Testo fornito
--------------------

Il tema dell’Intelligenza Artificiale è al vertice dell’attenzione del mondo economico, politico e sociale: che la tecnologia digitale stia lavorando a una serie di prodotti-servizio innovativi è fatto noto; che molti di questi si basino su una filosofia progettuale antropomorfa, è un dato di fatto; che il senso di una minaccia incombente sia forte, forse anche a causa di questo fatto, è, ormai, banale dirlo.

Pochi giorni fa è stato presentato un interessante rapporto di ricerca da parte di Federmanager, in associazione con MIT Technology Review Italia e la Sapienza: Intelligenza Artificiale Innovazione Lavoro. Un’indagine su manager di oltre 500 imprese italiane, arricchita da commenti e riflessioni.

Di che cosa si parla? Di una famiglia di tecnologie che, nel loro reciproco combinarsi, si prefiggono di simulare alcuni meccanismi del pensiero umano per far funzionare delle macchine.

Il Rapporto richiama una tesi del Premio Nobel Economia 1987, Robert Solow, che ci appare condivisibile: «Difficile dire se l’Intelligenza Artificiale determinerà una sorta di rivoluzione tecnologica diversa da quelle che abbiamo già visto in passato. Al momento sembra che si stia configurando qualcosa di molto simile. Ma non sappiamo ancora abbastanza su come si configurerà un’economia basata sull’IA». Insomma, sarebbe troppo presto per dire se e in che misura le nostre (umane, umanissime) paure su questo mostro, fatto di BIT, siano fondate o meno.
L’analisi delle risposte fornite dalle imprese italiane, riportate nel Rapporto, parte quindi da questo elemento: per quanto se ne sappia oggi, tutto quel che si pensa (e dice) è probabile, eventuale, ipotetico. Nessuno, oggi, sa; tutti, oggi, immaginiamo; talvolta parla l’emozione, talvolta la ragione.

--------------------

Righe fornite
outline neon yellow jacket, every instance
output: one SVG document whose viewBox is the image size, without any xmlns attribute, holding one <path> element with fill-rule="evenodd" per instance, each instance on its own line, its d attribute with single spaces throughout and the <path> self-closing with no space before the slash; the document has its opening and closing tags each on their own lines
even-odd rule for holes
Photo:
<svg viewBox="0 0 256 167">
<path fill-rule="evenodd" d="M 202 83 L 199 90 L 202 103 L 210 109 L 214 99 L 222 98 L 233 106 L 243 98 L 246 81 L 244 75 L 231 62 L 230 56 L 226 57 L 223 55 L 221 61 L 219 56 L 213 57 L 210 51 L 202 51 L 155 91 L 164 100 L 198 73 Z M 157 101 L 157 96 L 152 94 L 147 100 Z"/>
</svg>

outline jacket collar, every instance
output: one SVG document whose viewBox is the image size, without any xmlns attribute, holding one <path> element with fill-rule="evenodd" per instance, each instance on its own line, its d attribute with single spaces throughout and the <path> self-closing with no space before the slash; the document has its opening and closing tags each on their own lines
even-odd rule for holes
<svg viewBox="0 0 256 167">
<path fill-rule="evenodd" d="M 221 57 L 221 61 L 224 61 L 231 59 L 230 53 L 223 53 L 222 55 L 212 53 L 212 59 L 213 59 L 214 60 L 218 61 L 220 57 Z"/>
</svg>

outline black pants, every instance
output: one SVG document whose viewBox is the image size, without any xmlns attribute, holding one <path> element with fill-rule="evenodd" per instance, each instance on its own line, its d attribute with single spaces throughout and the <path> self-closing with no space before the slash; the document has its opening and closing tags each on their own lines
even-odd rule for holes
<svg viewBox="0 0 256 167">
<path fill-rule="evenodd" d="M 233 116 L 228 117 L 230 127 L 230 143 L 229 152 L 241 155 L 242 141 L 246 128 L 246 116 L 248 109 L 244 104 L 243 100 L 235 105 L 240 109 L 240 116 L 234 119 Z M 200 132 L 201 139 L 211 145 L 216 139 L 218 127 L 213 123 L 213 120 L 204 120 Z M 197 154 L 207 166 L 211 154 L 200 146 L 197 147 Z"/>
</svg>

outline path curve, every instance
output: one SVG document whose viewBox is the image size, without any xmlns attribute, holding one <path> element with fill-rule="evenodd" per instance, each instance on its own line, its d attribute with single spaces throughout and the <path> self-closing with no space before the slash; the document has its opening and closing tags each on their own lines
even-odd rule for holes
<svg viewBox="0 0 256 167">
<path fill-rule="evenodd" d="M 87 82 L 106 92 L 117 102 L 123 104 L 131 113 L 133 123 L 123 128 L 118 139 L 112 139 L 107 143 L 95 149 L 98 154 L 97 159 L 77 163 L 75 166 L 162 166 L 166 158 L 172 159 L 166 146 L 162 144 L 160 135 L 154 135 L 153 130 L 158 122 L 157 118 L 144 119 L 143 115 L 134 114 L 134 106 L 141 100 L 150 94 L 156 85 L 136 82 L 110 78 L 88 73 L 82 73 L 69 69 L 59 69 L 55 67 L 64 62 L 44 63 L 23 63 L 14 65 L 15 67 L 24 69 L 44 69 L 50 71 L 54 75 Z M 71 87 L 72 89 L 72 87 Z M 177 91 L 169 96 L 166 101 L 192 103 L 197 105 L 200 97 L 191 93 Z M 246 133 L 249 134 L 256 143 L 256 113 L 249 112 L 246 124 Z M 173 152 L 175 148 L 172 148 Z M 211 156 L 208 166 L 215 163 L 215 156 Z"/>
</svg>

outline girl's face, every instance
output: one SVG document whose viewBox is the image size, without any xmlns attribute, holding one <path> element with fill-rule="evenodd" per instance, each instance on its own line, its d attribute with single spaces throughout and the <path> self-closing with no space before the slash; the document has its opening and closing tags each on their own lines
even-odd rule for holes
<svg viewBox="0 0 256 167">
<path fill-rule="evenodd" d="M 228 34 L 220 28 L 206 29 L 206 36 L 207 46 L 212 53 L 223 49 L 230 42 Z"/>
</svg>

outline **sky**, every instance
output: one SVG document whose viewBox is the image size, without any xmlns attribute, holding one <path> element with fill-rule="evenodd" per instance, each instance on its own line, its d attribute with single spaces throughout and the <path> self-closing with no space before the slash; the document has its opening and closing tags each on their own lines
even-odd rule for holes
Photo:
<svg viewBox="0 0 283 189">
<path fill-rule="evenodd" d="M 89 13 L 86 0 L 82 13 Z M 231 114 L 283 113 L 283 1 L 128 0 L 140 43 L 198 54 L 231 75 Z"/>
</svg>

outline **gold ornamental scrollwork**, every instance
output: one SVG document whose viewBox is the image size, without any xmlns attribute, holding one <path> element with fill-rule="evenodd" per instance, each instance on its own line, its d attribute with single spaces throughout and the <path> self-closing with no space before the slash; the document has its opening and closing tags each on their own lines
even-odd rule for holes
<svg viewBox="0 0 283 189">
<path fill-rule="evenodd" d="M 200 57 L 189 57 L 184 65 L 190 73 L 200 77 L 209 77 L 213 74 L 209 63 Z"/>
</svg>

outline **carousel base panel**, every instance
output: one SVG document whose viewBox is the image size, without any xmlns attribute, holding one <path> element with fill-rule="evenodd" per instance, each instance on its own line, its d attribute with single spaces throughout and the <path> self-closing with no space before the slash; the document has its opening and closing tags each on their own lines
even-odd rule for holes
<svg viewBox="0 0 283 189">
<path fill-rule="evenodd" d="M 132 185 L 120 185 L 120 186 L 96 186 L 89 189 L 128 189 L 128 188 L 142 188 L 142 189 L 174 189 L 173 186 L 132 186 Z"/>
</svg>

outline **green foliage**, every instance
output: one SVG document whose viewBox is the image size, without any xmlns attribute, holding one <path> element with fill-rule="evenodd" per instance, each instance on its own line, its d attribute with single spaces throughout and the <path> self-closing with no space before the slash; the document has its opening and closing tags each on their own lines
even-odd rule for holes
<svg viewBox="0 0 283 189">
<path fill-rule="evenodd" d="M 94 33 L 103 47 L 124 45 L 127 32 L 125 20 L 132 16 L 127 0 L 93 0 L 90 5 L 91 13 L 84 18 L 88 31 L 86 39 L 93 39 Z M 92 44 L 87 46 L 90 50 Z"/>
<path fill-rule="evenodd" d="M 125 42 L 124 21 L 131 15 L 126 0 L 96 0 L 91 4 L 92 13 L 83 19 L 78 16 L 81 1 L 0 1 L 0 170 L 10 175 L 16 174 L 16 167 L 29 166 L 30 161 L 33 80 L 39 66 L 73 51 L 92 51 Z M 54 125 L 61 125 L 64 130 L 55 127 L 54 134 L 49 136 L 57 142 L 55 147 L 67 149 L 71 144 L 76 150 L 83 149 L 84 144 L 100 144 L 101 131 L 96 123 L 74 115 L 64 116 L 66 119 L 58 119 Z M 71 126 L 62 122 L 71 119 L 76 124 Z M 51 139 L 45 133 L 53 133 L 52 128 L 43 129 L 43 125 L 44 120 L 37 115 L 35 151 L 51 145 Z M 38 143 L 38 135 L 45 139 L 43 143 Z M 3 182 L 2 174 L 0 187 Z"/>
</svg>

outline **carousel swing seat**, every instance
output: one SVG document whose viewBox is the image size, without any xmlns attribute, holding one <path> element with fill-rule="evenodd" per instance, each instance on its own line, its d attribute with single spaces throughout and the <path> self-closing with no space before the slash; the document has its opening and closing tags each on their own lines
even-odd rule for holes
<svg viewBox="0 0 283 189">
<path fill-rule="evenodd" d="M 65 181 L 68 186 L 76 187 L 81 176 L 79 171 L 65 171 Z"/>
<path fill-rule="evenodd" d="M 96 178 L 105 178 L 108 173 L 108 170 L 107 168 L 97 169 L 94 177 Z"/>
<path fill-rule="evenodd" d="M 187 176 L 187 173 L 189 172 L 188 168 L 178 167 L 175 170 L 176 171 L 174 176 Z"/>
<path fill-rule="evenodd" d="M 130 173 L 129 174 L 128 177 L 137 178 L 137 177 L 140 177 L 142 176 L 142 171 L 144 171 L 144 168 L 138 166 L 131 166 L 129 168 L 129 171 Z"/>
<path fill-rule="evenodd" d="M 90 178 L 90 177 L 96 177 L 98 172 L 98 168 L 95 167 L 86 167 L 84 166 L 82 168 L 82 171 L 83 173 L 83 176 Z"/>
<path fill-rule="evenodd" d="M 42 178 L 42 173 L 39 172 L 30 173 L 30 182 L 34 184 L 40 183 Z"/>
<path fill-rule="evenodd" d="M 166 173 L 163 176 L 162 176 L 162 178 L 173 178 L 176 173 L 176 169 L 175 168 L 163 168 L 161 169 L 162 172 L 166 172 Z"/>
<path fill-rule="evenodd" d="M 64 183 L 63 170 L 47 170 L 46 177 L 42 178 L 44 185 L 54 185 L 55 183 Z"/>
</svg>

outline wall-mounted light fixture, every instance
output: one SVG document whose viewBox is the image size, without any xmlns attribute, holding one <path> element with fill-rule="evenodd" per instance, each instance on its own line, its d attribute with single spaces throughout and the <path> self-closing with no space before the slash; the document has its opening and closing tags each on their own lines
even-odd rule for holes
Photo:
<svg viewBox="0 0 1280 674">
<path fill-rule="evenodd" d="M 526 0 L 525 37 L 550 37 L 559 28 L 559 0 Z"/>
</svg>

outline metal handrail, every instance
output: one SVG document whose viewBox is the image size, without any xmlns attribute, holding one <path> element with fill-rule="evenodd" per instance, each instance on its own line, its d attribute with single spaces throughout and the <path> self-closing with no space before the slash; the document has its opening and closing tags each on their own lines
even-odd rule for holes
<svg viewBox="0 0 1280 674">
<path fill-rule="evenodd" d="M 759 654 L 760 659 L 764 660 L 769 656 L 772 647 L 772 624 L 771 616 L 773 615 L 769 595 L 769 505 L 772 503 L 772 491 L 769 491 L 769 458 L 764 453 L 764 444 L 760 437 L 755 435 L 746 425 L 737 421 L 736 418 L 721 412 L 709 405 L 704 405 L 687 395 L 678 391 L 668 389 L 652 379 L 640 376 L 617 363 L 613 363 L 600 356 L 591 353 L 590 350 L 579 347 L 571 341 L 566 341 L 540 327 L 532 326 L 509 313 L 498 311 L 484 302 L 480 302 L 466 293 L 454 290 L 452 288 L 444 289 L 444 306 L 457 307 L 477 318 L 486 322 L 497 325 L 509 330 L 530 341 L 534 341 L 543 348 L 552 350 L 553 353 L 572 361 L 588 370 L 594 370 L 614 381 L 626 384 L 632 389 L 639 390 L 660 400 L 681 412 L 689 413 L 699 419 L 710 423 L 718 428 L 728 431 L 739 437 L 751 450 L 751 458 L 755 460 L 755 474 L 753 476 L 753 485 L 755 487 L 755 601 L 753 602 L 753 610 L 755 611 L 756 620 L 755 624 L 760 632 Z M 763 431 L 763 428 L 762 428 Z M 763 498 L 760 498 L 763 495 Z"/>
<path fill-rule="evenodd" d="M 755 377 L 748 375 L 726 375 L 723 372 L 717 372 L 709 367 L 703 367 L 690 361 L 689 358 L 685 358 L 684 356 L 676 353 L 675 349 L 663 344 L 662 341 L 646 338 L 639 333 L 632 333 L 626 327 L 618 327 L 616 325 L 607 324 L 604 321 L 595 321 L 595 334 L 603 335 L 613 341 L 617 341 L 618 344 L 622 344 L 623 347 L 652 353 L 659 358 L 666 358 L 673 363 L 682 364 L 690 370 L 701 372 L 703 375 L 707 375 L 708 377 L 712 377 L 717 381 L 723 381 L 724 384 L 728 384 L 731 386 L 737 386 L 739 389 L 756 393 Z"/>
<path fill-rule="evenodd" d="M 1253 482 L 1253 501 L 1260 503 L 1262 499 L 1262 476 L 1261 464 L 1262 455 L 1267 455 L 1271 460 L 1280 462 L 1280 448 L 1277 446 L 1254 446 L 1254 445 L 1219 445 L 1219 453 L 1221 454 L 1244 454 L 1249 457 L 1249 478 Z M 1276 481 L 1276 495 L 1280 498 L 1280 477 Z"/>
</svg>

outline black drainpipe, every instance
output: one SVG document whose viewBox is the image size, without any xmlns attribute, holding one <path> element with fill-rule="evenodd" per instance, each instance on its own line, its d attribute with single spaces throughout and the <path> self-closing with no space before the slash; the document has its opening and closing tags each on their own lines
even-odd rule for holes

--------------------

Esercizio scritto A
Rispondi a queste domande sul testo fornito:
(i) Quale associazione ha presentato il rapporto di ricerca e con chi?
(ii) I manager di quante imprese italiane sono stati coinvolti nell'indagine?
(iii) In quale anno Robert Solow ha ricevuto il Premio Nobel per l'Economia?
Esercizio scritto B
Modifica il passo del testo fornito che comincia con le parole "Pochi giorni fa" e si chiude con le parole "commenti e riflessioni.". Al posto di "interessante" scrivi "ampio".

Risposta completa A
(i) Federmanager, in associazione con MIT Technology Review Italia e la Sapienza.
(ii) Oltre 500 imprese italiane.
(iii) Nel 1987.

Risposta completa B
Pochi giorni fa è stato presentato un ampio rapporto di ricerca da parte di Federmanager, in associazione con MIT Technology Review Italia e la Sapienza: Intelligenza Artificiale Innovazione Lavoro. Un’indagine su manager di oltre 500 imprese italiane, arricchita da commenti e riflessioni.